#### データ抜粋

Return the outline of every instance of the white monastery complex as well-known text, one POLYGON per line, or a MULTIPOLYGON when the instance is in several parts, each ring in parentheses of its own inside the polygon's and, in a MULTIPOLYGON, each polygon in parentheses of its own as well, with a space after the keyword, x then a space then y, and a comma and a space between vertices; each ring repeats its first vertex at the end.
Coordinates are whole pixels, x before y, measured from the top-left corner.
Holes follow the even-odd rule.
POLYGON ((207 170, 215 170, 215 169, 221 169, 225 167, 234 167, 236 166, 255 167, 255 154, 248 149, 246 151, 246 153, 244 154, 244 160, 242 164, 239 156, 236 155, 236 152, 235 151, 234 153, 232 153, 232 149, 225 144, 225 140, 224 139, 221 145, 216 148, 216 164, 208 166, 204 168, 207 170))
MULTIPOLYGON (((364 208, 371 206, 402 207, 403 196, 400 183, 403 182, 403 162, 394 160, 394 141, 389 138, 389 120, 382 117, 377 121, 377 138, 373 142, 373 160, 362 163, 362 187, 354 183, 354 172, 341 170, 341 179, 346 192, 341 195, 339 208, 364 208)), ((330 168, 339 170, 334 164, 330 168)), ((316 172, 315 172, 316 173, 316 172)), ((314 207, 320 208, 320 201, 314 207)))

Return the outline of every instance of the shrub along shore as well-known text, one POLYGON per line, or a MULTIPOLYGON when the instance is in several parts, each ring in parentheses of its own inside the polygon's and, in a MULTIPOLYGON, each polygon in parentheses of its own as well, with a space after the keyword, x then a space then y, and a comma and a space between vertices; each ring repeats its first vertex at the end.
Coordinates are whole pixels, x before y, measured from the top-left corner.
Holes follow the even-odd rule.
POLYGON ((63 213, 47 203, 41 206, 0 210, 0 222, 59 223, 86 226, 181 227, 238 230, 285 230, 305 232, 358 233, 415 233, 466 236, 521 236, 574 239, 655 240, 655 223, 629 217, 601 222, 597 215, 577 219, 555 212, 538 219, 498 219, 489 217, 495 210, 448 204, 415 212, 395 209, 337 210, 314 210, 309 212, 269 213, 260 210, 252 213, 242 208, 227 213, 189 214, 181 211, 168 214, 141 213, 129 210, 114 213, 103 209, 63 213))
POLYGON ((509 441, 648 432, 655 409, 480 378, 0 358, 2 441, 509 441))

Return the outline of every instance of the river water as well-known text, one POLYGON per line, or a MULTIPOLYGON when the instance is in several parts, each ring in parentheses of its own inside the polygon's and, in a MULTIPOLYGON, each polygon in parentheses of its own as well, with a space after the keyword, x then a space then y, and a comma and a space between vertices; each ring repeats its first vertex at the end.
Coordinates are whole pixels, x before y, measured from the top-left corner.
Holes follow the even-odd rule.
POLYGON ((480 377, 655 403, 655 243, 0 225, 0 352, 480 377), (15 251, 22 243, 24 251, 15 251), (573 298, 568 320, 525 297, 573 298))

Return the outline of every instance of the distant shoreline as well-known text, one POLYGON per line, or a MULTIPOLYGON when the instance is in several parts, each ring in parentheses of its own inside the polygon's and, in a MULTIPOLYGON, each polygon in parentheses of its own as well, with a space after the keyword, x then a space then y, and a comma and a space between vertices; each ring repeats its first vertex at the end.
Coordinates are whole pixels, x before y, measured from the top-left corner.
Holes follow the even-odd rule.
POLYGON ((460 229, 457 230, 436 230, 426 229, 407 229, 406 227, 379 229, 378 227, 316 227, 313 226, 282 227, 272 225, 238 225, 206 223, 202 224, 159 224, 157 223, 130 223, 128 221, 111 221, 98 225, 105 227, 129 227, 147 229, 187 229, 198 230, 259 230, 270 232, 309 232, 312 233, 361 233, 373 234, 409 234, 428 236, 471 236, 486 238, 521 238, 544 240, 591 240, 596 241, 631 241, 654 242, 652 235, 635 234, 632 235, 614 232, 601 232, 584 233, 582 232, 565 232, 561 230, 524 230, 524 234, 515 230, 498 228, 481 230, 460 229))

########
#### データ抜粋

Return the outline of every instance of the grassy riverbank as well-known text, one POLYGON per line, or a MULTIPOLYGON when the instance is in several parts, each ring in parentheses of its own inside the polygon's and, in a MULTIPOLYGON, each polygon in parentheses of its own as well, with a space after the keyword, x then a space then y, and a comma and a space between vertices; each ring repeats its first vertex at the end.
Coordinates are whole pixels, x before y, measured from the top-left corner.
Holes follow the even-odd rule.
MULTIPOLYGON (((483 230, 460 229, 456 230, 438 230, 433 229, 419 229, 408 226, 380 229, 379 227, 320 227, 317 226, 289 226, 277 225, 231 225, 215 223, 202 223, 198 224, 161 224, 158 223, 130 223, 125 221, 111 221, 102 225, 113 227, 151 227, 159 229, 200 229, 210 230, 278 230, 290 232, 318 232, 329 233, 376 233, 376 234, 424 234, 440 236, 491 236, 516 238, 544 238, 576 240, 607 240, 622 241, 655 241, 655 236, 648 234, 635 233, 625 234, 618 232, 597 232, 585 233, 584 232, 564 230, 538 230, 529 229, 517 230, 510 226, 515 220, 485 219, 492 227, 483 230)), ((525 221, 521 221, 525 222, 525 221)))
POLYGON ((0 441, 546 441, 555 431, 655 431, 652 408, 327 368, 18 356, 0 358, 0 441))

########

「Return the outline of every instance of the white」を含む行から「MULTIPOLYGON (((364 208, 371」を含む行まで(両端の行も含む)を、1行を1つの文字列としてJSONのリストに入れてください。空行は入れないでください。

[
  "Return the outline of every instance of the white monastery complex as well-known text, one POLYGON per line, or a MULTIPOLYGON when the instance is in several parts, each ring in parentheses of its own inside the polygon's and, in a MULTIPOLYGON, each polygon in parentheses of its own as well, with a space after the keyword, x then a space then y, and a comma and a space between vertices; each ring repeats its first vertex at the end.",
  "Coordinates are whole pixels, x before y, measured from the top-left corner.",
  "Holes follow the even-odd rule.",
  "POLYGON ((207 170, 215 170, 215 169, 221 169, 225 167, 234 167, 236 166, 255 167, 255 154, 248 149, 246 151, 246 153, 244 154, 244 160, 242 164, 239 156, 236 155, 236 152, 235 151, 234 153, 232 153, 232 149, 225 144, 225 140, 224 139, 221 145, 216 148, 216 164, 208 166, 204 168, 207 170))",
  "MULTIPOLYGON (((364 208, 371 206, 402 207, 403 196, 400 183, 403 182, 403 162, 394 160, 394 141, 389 138, 389 120, 382 117, 377 121, 377 138, 373 142, 373 160, 362 163, 362 187, 354 183, 354 172, 341 170, 341 179, 346 192, 341 195, 339 208, 364 208)), ((330 168, 339 170, 334 164, 330 168)), ((316 172, 315 172, 316 173, 316 172)), ((314 207, 320 208, 320 201, 314 207)))"
]